#### Aim of the exercise
Return the data word for word. Pictures are to be omitted.

#### Records shown
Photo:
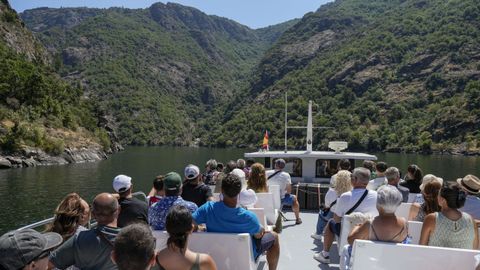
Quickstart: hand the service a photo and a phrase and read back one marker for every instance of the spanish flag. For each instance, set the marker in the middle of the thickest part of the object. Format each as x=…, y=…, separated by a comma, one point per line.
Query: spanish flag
x=265, y=141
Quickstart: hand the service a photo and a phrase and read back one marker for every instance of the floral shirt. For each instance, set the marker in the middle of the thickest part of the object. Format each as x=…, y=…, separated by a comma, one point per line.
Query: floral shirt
x=157, y=213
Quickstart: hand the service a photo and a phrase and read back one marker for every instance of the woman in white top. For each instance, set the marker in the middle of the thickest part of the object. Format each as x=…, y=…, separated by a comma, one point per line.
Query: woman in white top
x=342, y=184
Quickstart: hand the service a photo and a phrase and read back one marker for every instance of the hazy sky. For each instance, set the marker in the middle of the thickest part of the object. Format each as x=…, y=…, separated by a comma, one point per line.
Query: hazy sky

#### Exercise output
Photo:
Quickstart: hand the service a photo and a phrase and read back one marker for every instance of the spanish flag. For each instance, set the marker in the middle of the thickest part of the object. Format each as x=…, y=…, separated by a comma, one point per line.
Query: spanish flag
x=265, y=141
Quickstart: hand the service a photo and a phrase and read back one marker for every instance of the floral shirt. For each instance, set the marker in the middle of the thickest part of the object. Format each as x=…, y=…, separated by a comma, one point per line.
Query: floral shirt
x=157, y=213
Quickstart: hand the service a photo and a phrase and read back one marker for every instance of the woman in white top. For each instance, set the marker in the middle of the thickest part of the object. Format each as x=…, y=…, separated by a comma, one point per line.
Query: woman in white top
x=342, y=184
Quickstart: hand the service a photo and a phrase and read back one marker for every instance of the hazy sky. For each instance, set the marker in the middle of the thickest part of the object. Format each as x=…, y=…, separated by a comma, one point per line.
Query: hazy sky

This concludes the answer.